Source data:
┏━━

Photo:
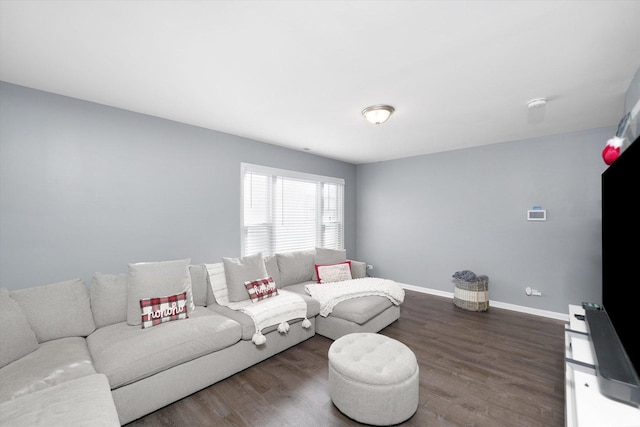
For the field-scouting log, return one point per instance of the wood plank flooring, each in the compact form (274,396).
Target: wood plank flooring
(494,368)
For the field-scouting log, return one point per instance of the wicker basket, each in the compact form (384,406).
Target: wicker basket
(472,296)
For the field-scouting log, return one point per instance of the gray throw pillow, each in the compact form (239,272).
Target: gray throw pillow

┗━━

Your assignment: Here the job is to repeat the entries verbatim while leaving all pictures out.

Task output:
Photo:
For the field-scouting log, return one point per instance of the wood plank flooring, each in the compact form (274,396).
Target: wood plank flooring
(494,368)
For the field-scouting log, return one point per instance of the wicker basket, each in the compact form (384,406).
Target: wicker basket
(472,296)
For the field-scouting log, return one point per instance of the gray throw pillow, each in the compact form (239,272).
Target: gray throw pillow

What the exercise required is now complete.